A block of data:
....................

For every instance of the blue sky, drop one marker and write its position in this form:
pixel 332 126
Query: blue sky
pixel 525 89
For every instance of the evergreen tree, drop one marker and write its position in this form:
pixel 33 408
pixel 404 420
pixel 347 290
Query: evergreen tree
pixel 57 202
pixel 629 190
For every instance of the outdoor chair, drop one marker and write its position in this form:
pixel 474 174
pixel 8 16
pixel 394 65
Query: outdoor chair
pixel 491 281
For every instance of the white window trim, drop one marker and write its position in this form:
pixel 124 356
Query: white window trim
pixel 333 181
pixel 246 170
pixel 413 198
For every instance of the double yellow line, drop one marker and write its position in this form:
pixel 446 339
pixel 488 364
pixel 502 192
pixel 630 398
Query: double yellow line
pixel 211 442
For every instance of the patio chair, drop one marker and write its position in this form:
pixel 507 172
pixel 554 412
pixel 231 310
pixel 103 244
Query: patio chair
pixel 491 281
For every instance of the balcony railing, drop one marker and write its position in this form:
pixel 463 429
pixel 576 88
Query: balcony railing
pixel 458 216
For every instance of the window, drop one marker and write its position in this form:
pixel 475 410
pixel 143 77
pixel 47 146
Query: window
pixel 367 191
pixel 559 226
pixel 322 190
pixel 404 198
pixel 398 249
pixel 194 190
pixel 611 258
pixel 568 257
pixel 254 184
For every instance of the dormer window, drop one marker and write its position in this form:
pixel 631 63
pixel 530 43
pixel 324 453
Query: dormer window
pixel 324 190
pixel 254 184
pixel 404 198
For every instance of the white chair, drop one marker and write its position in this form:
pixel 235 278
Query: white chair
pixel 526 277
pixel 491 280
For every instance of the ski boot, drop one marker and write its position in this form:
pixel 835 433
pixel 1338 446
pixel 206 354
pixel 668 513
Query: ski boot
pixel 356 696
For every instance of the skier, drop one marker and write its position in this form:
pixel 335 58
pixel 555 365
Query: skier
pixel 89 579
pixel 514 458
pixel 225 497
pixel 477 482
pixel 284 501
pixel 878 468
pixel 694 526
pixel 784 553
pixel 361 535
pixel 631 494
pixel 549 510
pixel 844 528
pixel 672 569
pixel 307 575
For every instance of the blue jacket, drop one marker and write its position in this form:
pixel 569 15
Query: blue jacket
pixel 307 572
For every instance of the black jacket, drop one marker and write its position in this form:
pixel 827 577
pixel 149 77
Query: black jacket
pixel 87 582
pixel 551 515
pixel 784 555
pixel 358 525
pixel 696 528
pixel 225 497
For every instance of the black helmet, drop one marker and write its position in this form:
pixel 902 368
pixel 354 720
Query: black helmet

....................

Reproduce every entry above, substituting "place one marker" for each occurrence of "drop one marker" and leaving everything else unchanged.

For every instance of the blue sky, place one marker and write its position in this form:
pixel 332 126
Query: blue sky
pixel 525 89
For every instance of the evergreen tree, place one marker and write its position in this form:
pixel 33 408
pixel 404 420
pixel 347 290
Query: evergreen tree
pixel 57 202
pixel 629 190
For every instance of the outdoor chair, place one marker and write its position in this form:
pixel 474 174
pixel 8 16
pixel 394 65
Query: outdoor chair
pixel 491 281
For every instance of the white window trim, place one marker and write its position in this form:
pixel 124 356
Query: white window trim
pixel 333 181
pixel 246 170
pixel 413 198
For every instance of the double yellow line, place one marker and write its position in this form:
pixel 446 339
pixel 488 364
pixel 502 192
pixel 630 398
Query: double yellow line
pixel 211 442
For every instance of the patio chair, place one marker and write its position in this form:
pixel 507 172
pixel 554 412
pixel 231 310
pixel 103 244
Query: patio chair
pixel 491 281
For every instance of the balcony railing, place one marker and write its position in this form:
pixel 463 429
pixel 576 88
Query: balcony railing
pixel 458 216
For every instance of the window, place one marker and write its position in this form:
pixel 475 410
pixel 143 77
pixel 47 146
Query: window
pixel 367 191
pixel 559 226
pixel 322 190
pixel 404 198
pixel 398 249
pixel 194 190
pixel 611 258
pixel 568 257
pixel 254 184
For every instance of the dormer window, place one marker and write its position in this form:
pixel 631 63
pixel 530 43
pixel 324 453
Query: dormer window
pixel 324 190
pixel 254 184
pixel 404 198
For every instance of the white chair, place one marker and write its position in this form:
pixel 235 278
Query: white chair
pixel 526 277
pixel 491 280
For every instance of the ski boot, place one marker and write its position in this form:
pixel 835 433
pixel 1338 446
pixel 206 354
pixel 668 513
Query: ski boot
pixel 356 696
For every instance of the skier, place one marker and write its position in this form:
pixel 335 58
pixel 555 365
Query: skier
pixel 89 579
pixel 514 458
pixel 225 497
pixel 477 482
pixel 284 501
pixel 878 468
pixel 694 526
pixel 784 553
pixel 361 535
pixel 631 494
pixel 549 510
pixel 844 528
pixel 672 569
pixel 307 575
For every instance of the blue jacket, place one marker and write its position in this form:
pixel 569 15
Query: blue jacket
pixel 307 572
For every instance of the black jacket, place one marker and write its position in this form:
pixel 827 577
pixel 149 77
Query: black jacket
pixel 87 582
pixel 551 515
pixel 784 555
pixel 358 525
pixel 696 528
pixel 225 497
For every instance of the black helmet, place one marker and write its position in this form:
pixel 902 368
pixel 354 720
Query: black helmet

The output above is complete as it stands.